* _Task to carry out_
Starting with the line that contains "Could you point at the white face" and going on through the end of the records, write those lines again with "flask" switched to "beaker" and everything else left as it is. Leave the pictures out of your answer.

## start

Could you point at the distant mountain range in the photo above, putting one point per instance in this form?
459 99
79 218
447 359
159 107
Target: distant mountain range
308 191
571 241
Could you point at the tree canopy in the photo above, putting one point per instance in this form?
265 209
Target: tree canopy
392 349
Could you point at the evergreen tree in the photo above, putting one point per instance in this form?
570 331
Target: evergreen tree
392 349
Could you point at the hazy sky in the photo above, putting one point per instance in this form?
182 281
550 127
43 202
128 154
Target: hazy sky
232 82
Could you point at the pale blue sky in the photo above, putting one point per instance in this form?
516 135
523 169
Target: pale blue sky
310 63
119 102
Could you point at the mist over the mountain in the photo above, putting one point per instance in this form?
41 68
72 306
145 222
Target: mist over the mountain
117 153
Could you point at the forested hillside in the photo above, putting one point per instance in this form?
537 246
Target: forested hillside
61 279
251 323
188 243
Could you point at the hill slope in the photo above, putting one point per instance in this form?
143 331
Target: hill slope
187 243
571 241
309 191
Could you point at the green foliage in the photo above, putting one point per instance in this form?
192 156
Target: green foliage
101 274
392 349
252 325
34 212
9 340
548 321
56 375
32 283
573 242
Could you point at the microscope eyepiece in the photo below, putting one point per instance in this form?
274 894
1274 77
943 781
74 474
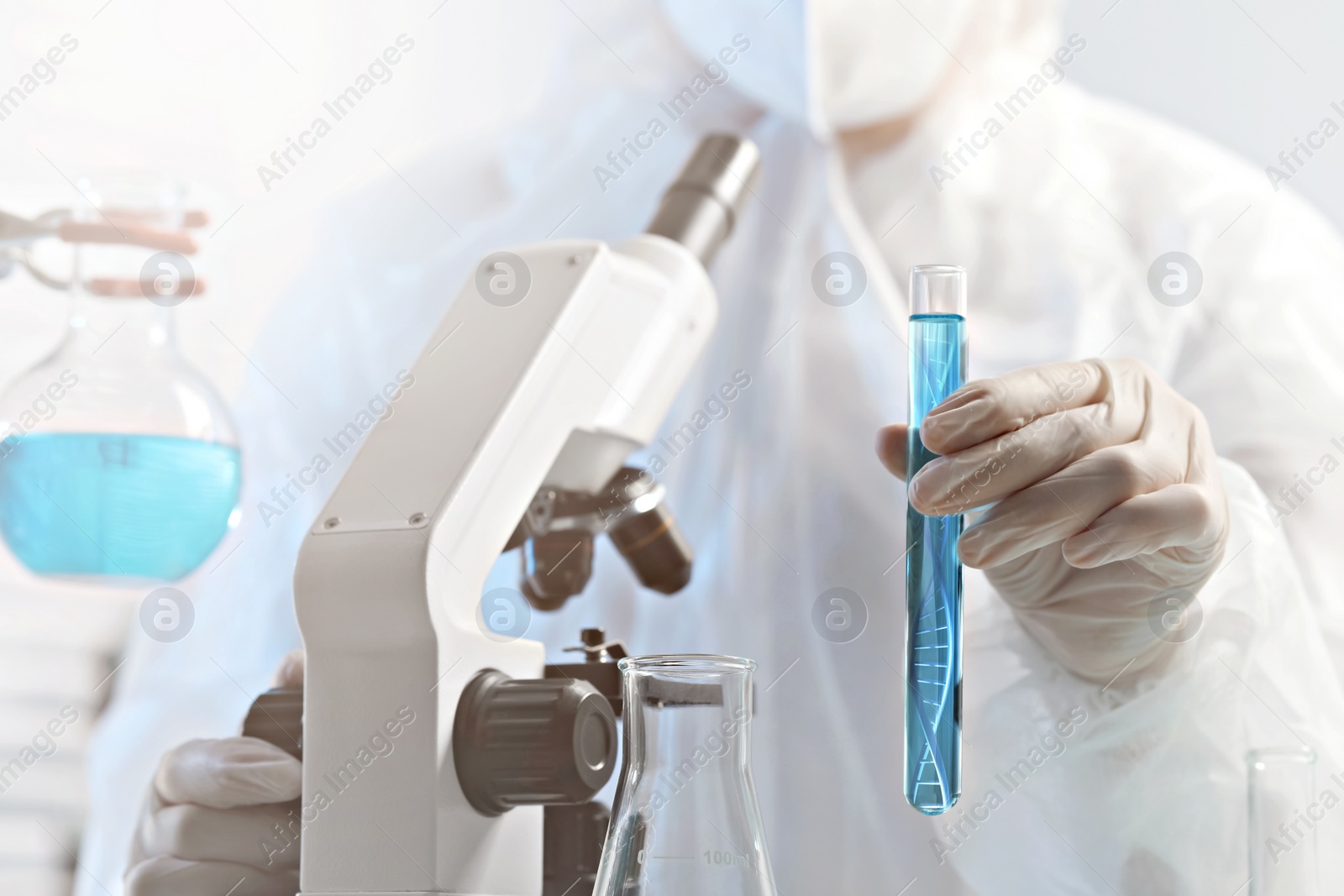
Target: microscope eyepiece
701 207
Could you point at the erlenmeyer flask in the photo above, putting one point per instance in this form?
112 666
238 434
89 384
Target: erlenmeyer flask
685 820
118 458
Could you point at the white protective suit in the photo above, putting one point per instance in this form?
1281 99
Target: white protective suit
1058 217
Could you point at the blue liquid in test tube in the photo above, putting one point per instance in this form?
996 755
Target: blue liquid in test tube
933 566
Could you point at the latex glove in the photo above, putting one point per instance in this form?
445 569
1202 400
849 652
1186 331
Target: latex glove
210 806
1109 503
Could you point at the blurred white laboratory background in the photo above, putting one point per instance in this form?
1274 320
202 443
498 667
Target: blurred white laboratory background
205 93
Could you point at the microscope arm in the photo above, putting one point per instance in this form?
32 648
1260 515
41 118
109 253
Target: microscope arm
550 387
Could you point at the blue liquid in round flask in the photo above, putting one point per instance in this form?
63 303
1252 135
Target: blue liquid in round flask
118 458
933 567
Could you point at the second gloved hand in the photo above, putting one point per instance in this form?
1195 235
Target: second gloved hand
212 810
1105 499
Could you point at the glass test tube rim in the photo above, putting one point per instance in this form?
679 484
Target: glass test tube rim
922 297
685 664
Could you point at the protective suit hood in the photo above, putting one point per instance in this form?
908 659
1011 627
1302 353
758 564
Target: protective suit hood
831 65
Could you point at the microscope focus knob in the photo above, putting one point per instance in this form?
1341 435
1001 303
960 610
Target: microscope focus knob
523 741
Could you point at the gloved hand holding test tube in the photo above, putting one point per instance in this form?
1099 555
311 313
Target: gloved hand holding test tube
933 567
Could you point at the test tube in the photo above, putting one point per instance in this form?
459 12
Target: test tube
1283 833
933 566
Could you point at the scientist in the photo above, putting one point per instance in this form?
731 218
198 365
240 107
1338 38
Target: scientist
1155 351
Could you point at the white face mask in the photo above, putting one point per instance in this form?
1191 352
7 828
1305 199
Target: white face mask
830 63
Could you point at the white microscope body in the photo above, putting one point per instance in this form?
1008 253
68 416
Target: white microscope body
524 385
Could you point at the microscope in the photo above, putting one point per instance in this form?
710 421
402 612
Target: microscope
443 757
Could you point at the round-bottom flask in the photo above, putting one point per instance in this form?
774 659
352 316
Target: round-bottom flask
685 819
118 458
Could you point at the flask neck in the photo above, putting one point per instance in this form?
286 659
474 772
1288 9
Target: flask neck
118 328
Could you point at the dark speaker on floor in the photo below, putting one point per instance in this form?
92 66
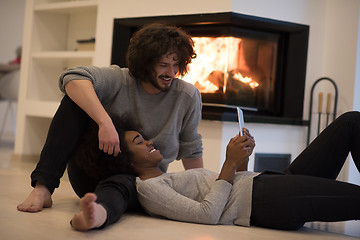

## end

* _Result_
Could you point at the white face mask in the photo above, putting one point per instance in this form?
1191 352
7 828
1305 199
Target: white face mask
830 63
Could you point at the white microscope body in the photo above, putting one point per instance in this form?
1008 253
68 416
Target: white microscope body
524 385
Could you point at the microscope in the photo above, putting one point per instance in this form?
710 421
402 612
Target: microscope
443 757
Could you point at the round-bottom beaker in the photo above, putting one point per instance in this form?
774 659
352 316
Target: round-bottom beaker
685 819
118 458
Could you point at the beaker neck in the photo above, putting one point per instance in this form?
286 659
474 772
1288 9
Target: beaker neck
118 328
Could you point at the dark speaker on floor in the photo below, putting one point per instance in this form?
92 66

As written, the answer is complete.